• megna paula

the revolution within

When we want to create change, see change, on any level: the community, country, global culture— we must begin within ourselves. The revolution, the revelation, always begins within.

Real change requires that we reach real deep. It requires not as much time as it does patience, clarity, and a courage to leave behind what we knew and defined ourselves by. When we look deeply, we see the baselines, the resting points, the molds that we filled when we were at turning points in our lives: small children, high schoolers, first careers. And we see the role we played in the definitive relationships in our lives.

The patterns we find in our lives, in ourselves: these are the structures, the boundaries of our life. We return to them again and again, as if we were ice skaters who swirl freeform and unbounded until we are in need of support, guidance, rest, and then we skate to the walls. Sometimes we run full force into the walls. Sometimes we cling there for a while; other times we ricochet, or bounce back to center.

What we do in the center is the joyous work of our lives. We learn what we are capable of, in relationship to the people who come and go around us. We practice, we become skillful, we learn tricks. That center space, where we feel free and unlimited, is our best life.

But the walls are present and to create change, we need to create changes in those structures, and our relationship with our boundaries. Do we visit the resting points, the habitual patterns, by choice, with awareness? Or do we find ourselves reliving the same stories and unhappy relationships over and over?

Patterns, cycles are integral to nature. We find them inevitably. And it is possible— hard work, but possible— to change the structures, the patterns of our life.

To do that we need to first recognize the pattern, see the actions/feelings/sequences that repeat themselves again and again. When we find ourselves there, we must explore, search out the nature of the structure, see if it is made of straw and easy to blow through or if it is made of a stiffer substance.

- [REQUEST]:
According to the passage on inner revolution, what does real change require more than time?

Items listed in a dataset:
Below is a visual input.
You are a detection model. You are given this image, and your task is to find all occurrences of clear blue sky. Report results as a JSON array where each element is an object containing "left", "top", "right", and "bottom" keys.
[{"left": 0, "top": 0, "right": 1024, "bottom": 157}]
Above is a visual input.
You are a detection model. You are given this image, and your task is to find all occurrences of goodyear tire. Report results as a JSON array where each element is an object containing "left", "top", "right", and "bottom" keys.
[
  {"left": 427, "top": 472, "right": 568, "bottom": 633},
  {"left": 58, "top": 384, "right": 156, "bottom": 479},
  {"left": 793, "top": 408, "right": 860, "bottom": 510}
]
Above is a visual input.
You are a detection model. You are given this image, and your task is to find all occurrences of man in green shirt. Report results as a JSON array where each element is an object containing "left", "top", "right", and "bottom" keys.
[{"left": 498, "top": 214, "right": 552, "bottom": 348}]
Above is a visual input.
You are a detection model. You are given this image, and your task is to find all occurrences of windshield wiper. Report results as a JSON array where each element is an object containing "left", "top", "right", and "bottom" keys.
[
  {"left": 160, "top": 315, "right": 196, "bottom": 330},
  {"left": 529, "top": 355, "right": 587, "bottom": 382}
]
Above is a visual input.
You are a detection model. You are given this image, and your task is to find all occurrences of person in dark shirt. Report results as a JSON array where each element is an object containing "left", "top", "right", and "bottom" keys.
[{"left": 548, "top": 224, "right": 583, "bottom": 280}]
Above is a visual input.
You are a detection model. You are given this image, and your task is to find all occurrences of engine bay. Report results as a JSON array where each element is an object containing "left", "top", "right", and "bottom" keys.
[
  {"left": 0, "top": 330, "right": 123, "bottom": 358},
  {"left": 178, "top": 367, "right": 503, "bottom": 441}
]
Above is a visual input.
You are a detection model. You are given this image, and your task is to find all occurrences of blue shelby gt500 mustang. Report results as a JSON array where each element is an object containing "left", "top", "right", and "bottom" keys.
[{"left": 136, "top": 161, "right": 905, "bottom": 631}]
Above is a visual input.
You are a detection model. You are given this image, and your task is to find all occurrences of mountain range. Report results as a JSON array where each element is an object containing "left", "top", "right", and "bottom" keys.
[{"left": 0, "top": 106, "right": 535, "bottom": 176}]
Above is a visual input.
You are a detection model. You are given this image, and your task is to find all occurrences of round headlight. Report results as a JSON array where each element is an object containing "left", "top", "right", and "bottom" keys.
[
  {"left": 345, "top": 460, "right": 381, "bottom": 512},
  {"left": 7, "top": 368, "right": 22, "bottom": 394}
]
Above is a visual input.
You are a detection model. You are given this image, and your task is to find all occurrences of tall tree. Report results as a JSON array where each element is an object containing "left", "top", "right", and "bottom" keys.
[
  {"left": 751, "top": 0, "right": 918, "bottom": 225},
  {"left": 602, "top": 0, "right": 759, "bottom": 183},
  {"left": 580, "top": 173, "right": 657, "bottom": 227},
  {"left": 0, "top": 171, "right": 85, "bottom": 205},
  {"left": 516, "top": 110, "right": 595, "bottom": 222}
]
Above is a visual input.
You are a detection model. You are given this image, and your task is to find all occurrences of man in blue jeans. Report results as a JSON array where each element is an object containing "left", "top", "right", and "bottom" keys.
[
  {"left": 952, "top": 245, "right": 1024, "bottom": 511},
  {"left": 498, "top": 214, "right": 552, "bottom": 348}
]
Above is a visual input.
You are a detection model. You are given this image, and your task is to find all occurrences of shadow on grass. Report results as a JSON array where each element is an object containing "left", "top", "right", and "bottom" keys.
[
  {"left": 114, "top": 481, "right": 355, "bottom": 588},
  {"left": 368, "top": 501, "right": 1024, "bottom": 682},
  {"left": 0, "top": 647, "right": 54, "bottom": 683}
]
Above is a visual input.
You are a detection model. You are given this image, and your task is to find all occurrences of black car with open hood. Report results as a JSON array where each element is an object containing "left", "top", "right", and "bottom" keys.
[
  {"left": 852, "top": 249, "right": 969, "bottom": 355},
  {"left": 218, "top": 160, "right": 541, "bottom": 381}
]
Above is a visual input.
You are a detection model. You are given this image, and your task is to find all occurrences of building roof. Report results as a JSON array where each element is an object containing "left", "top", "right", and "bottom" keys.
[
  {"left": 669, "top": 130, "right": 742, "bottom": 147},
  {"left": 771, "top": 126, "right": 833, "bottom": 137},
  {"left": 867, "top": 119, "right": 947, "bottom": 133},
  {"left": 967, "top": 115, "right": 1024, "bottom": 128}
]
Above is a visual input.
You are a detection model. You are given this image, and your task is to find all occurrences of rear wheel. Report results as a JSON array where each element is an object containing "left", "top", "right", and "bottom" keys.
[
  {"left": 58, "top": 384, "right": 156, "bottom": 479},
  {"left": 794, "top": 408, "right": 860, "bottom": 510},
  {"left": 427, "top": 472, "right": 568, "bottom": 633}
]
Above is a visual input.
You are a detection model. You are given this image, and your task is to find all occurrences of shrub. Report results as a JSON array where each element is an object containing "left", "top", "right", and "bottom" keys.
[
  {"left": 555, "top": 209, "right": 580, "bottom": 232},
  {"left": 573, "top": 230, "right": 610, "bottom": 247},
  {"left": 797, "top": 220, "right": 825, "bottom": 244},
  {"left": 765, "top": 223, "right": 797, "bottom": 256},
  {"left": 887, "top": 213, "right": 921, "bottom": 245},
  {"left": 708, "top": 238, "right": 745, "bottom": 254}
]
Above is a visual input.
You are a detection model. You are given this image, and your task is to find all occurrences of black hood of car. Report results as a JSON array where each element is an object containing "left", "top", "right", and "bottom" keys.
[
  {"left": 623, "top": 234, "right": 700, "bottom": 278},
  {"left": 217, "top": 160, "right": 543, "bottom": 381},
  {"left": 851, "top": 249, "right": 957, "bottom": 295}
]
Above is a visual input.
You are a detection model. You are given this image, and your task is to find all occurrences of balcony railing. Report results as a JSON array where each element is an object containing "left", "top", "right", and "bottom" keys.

- [WRITTEN RESPONSE]:
Patience, clarity, and a courage to leave behind what we knew and defined ourselves by.